_SELECTED TEXT_
[Start of section]

With that, it was clear the guy was going to delay the judicial process. After three weeks of testimony, a mistrial based on juror incompetence would be a terrible blow to the memory of Jeanne Dominico, her friends and family—not to mention a slap in the face of justice and a terrible waste of everyone’s time.
Based on the allegations, Judge Hicks decided a replacement was in order. Thus, an alternate was chosen and deliberations started over.
Paul Garrity and Richard Monteith frothed at the mouth when they heard. They claimed the juror was being tossed improperly and said they would file an appeal with the supreme court immediately.
The juror under discussion had a history of tampering with the hand of justice, according to Will Delker and Kirsten Wilson, who had completed their own investigation and were convinced the man had tried to “tamper with a civil case” in a neighboring court sometime before Billy’s trial by sending the judge notes and giving him advice on how to rule.
In any event, the juror was booted; an alternate put in his place. And deliberations once again were under way. If Billy’s attorneys had a problem with the decision, they could take the appropriate action and use the system to their advantage to win Billy’s appeal—if, in fact, he was convicted.
CHAPTER 83
While jurors deliberated, Chris McGowan stood down the hall from the courtroom with his hands in his pockets. Waiting. Contemplating. Thinking about Jeanne. He wondered if a guilty verdict—if, in fact, it happened—was going to act as a first step toward
closure for him. Chris believed it was Jeanne’s verdict, not Billy’s. A way for Jeanne’s friends and family to take back her memory. Chris felt a soreness in his neck. His arms ached. Chest tightened. Stress could wreak havoc on the body. Having spent years dealing with MS, Chris knew as much. But this, the possibility that Jeanne was finally going to get back her integrity, went far beyond any of that. The trial and verdict were for Jeanne and the vitality she had injected into so many lives. All of the hurt Chris had gone through, those nights tossing and turning, arriving at work to see Jeanne’s desk empty, all the time he had spent daydreaming about what could have been, it was finally over. Very shortly, Chris was convinced as he paced the hallway waiting for the call to go back into the courtroom, wherever she was, Jeanne was going to be set free.

[End of section]

_EXERCISE 1_
Rewrite the trial excerpt from "With that, it" to "supreme court immediately.", substituting "substitute" for "alternate".
_EXERCISE 2_
According to the trial excerpt, what condition had Chris McGowan spent years dealing with?

_ENTRIES SHOWN_

[Start of section]

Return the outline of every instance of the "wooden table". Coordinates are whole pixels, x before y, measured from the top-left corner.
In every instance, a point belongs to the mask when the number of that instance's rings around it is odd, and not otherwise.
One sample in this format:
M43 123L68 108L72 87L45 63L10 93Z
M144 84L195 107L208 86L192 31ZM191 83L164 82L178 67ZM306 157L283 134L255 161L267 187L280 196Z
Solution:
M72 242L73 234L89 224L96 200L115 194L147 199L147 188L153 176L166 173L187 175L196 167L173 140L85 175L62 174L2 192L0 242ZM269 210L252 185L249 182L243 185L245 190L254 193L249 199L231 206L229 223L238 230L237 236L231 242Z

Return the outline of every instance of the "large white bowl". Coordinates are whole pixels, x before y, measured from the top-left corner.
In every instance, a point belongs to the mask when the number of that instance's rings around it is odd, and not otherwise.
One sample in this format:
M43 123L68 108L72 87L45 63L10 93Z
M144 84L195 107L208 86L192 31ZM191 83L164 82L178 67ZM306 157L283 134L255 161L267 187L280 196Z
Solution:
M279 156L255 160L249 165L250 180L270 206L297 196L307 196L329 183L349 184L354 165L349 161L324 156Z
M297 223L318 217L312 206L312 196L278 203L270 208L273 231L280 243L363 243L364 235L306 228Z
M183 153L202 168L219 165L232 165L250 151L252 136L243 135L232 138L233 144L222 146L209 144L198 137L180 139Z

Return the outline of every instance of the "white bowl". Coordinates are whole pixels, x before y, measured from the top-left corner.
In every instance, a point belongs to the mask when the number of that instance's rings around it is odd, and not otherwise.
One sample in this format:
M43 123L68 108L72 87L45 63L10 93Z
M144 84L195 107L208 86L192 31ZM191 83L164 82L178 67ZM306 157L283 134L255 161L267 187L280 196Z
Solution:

[End of section]

_EXERCISE RESULT 1_
With that, it was clear the guy was going to delay the judicial process. After three weeks of testimony, a mistrial based on juror incompetence would be a terrible blow to the memory of Jeanne Dominico, her friends and family—not to mention a slap in the face of justice and a terrible waste of everyone’s time.
Based on the allegations, Judge Hicks decided a replacement was in order. Thus, an substitute was chosen and deliberations started over.
Paul Garrity and Richard Monteith frothed at the mouth when they heard. They claimed the juror was being tossed improperly and said they would file an appeal with the supreme court immediately.

_EXERCISE RESULT 2_
MS